• **Actions to take**
A: Answer these about the interview on becoming rich, one a line:
(i) What sum does the text say the $50 million bet could easily become?
(ii) What does the speaker call compounding interest?
(iii) What does the speaker say separates the billionaires?
B: Please write out the interview again, everything from "TD: Rick, if" down to "only had fun.", substituting "benefit" for "utility".

Now the bet he is making for somebody who can afford the bet is pretty attractive. The idea that he might lose 50% of $50 million or $25 million, is certainly not a pleasant outcome.

But juxtaposed against that is the fact that if he is right about the timing of the move in precious metals and the quantum of the move of precious metals, he could easily turn that $50 million into $500 million and a bet where you have one chance of losing half your money and another chance of making 10 times your money to the extent that you can afford to make that bet—that’s how you build businesses like Sprott.

TD: Rick, if I can ask you about the concept of becoming rich to be blunt, based on your experience, what are some of the characteristics that you feel lead to becoming rich as an outcome?

RR: Not focusing on becoming rich is one. Focusing on delivering value. You gain utility by providing utility. Simply put, if you make rich people richer, they will make sure that you get rich. So I think [it’s] doing something that you love that adds value to other people, so that your work isn’t work. It’s something that you can’t help but do.

People look at me and tell me I’m an extraordinarily hard worker. The truth is in a conventional sense, that is with regards to my vocation as an obligation, I’ve never worked a day in my life. I’ve only had fun.

I have expended a hell of a lot of energy having fun and I’ve made stupendous sums of money, but it has to do with the fact that I really like what I’m doing. So it’s very easy to add utility for others because it’s like playing for me.

The second thing is that particularly earlier in your career, you must be thrifty. You can’t be a capitalist if you don’t have capital and if what you want out of money is bass boats or fancy clothes or vacations, you’re doomed to being upper middle class at best.

If what you want with money is to make money, as opposed to spend money, what you learn is that compounding interest is truly the eighth wonder of the world but you can’t enjoy compounding interest if you don’t have any principal.

So to become rich, one must save and one must save absolutely ruthlessly, absolutely ruthlessly. One must save every paycheck. One can’t defer savings. One can defer and must defer spending but you cannot when you’re early in life defer savings.

It’s important to teach your children to save and to save every week. It’s critical if you want your children to be rich. I’m not trying to say that being rich is the be-all, end-all. The third thing, getting from rich to being really, really rich is that you have to take chances. I’ve had the good fortune in my life to know 12, 15, 20 self-made billionaires and what segregates the billionaires, what segregates the people to get that last digit is guts.

You have to take risks. You have to see a situation that you think has outsized possibility of reward and you have to really, really, really swing for the fence. I’m reminded of George Soros who said that he became a billionaire by finding “broadly held public precepts that were wrong and betting against them,” when he had the cash and the courage to stay the trade.

• **Data extract**

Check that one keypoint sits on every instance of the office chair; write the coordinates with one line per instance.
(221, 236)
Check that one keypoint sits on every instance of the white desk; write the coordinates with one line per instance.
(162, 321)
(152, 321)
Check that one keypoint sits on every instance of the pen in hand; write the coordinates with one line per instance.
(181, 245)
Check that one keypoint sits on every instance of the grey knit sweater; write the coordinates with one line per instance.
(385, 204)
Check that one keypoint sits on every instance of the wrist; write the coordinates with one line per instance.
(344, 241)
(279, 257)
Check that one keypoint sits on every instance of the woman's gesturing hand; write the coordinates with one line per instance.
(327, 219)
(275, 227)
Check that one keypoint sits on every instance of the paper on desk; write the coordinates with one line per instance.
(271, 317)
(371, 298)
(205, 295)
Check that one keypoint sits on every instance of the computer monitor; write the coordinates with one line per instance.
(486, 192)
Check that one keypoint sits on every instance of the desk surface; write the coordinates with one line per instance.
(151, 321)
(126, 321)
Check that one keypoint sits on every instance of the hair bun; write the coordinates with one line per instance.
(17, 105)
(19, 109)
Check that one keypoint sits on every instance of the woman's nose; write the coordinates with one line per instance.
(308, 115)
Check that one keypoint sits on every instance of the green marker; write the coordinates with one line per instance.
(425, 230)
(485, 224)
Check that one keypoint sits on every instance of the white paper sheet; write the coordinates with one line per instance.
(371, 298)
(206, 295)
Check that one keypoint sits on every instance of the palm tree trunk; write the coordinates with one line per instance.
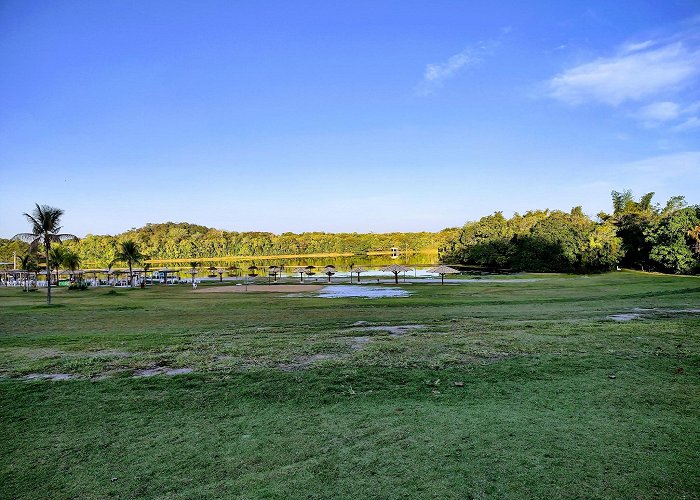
(48, 274)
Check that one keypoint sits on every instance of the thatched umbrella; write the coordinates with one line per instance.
(442, 271)
(301, 271)
(329, 271)
(252, 270)
(272, 271)
(165, 271)
(396, 269)
(193, 273)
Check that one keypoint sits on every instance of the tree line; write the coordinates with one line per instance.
(190, 241)
(638, 234)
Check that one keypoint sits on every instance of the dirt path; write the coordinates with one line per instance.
(260, 288)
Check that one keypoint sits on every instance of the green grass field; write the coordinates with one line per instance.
(512, 390)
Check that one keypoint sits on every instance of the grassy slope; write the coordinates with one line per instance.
(538, 414)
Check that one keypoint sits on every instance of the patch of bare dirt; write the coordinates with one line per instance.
(259, 288)
(161, 370)
(49, 376)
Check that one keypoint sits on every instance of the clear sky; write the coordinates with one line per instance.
(342, 116)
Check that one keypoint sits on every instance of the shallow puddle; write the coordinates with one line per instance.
(360, 291)
(624, 316)
(160, 370)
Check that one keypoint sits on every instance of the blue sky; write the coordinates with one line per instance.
(342, 116)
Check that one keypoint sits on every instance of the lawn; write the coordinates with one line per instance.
(490, 390)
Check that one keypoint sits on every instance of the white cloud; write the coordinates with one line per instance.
(635, 47)
(690, 124)
(438, 72)
(658, 168)
(658, 112)
(628, 76)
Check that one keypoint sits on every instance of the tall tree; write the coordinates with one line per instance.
(45, 221)
(29, 265)
(72, 261)
(56, 258)
(128, 251)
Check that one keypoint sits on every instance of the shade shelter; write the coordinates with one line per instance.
(301, 271)
(251, 271)
(442, 271)
(164, 272)
(329, 271)
(193, 273)
(272, 272)
(395, 269)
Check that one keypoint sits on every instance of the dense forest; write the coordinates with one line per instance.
(638, 234)
(189, 241)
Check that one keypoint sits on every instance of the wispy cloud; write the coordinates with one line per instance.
(648, 79)
(658, 168)
(668, 113)
(435, 74)
(628, 76)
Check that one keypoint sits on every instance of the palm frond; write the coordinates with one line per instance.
(26, 237)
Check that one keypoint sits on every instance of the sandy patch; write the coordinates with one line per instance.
(49, 376)
(392, 330)
(161, 370)
(303, 362)
(260, 288)
(360, 291)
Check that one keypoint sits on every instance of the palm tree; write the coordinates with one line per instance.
(72, 261)
(695, 234)
(146, 267)
(128, 252)
(28, 264)
(45, 222)
(56, 257)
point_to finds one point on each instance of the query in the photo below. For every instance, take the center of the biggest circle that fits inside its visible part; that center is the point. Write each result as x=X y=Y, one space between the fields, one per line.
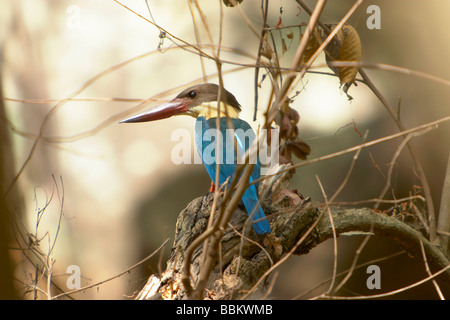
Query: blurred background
x=105 y=195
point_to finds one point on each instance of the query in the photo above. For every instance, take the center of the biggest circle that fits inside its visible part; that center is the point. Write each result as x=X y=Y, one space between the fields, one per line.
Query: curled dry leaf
x=300 y=149
x=345 y=46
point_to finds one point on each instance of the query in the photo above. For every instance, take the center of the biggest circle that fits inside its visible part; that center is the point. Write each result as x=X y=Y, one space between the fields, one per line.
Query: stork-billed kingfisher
x=200 y=102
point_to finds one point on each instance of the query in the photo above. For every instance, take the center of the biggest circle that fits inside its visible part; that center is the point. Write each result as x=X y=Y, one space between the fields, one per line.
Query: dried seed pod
x=232 y=3
x=313 y=44
x=345 y=46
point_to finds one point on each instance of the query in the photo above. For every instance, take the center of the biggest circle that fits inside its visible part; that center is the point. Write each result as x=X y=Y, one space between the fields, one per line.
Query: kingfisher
x=233 y=138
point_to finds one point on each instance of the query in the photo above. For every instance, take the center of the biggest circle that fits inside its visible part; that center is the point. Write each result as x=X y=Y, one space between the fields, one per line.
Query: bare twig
x=113 y=277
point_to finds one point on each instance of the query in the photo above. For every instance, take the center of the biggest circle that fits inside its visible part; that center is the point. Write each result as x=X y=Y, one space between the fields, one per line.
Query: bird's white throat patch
x=210 y=110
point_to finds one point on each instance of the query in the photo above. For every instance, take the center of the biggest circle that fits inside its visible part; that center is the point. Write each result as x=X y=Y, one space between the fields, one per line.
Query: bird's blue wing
x=206 y=139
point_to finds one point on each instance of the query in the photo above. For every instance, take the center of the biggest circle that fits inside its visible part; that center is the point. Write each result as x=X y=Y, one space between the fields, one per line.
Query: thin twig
x=114 y=277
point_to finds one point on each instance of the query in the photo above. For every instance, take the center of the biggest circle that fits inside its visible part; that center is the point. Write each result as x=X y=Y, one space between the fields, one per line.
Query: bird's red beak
x=163 y=111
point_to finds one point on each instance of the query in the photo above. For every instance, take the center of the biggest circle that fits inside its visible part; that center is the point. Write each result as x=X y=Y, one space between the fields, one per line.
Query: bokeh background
x=118 y=188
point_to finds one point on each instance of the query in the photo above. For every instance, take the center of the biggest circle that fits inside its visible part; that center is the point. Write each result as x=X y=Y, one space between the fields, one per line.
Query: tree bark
x=288 y=226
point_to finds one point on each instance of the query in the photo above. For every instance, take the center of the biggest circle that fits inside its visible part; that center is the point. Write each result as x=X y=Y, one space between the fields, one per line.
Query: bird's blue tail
x=250 y=200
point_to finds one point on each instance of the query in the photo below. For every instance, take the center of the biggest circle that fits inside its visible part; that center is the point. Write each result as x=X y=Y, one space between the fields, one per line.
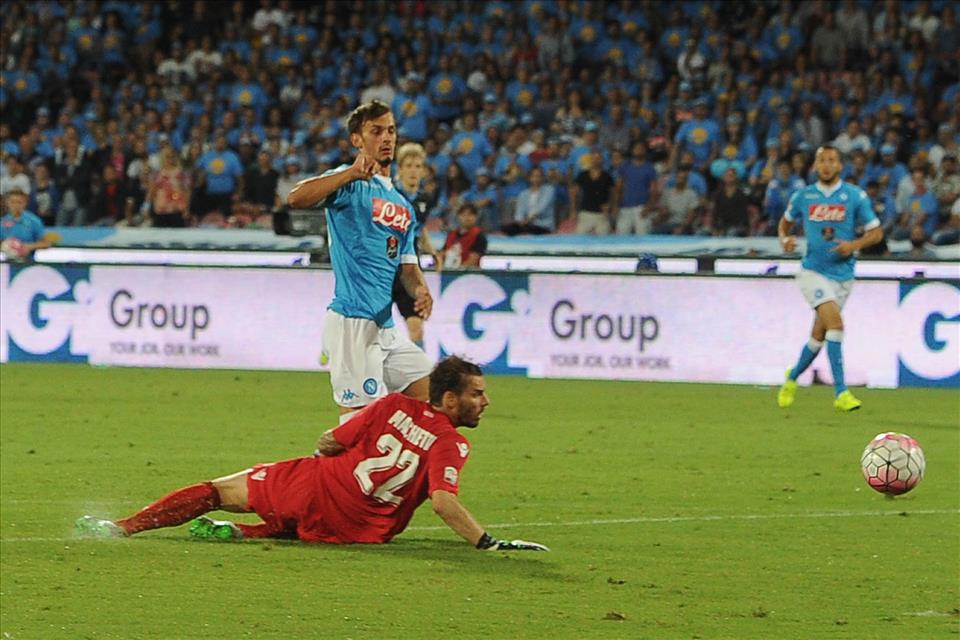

• **Replies**
A:
(i) $500 million
(ii) The eighth wonder of the world
(iii) Guts

B:
TD: Rick, if I can ask you about the concept of becoming rich to be blunt, based on your experience, what are some of the characteristics that you feel lead to becoming rich as an outcome?

RR: Not focusing on becoming rich is one. Focusing on delivering value. You gain benefit by providing benefit. Simply put, if you make rich people richer, they will make sure that you get rich. So I think [it’s] doing something that you love that adds value to other people, so that your work isn’t work. It’s something that you can’t help but do.

People look at me and tell me I’m an extraordinarily hard worker. The truth is in a conventional sense, that is with regards to my vocation as an obligation, I’ve never worked a day in my life. I’ve only had fun.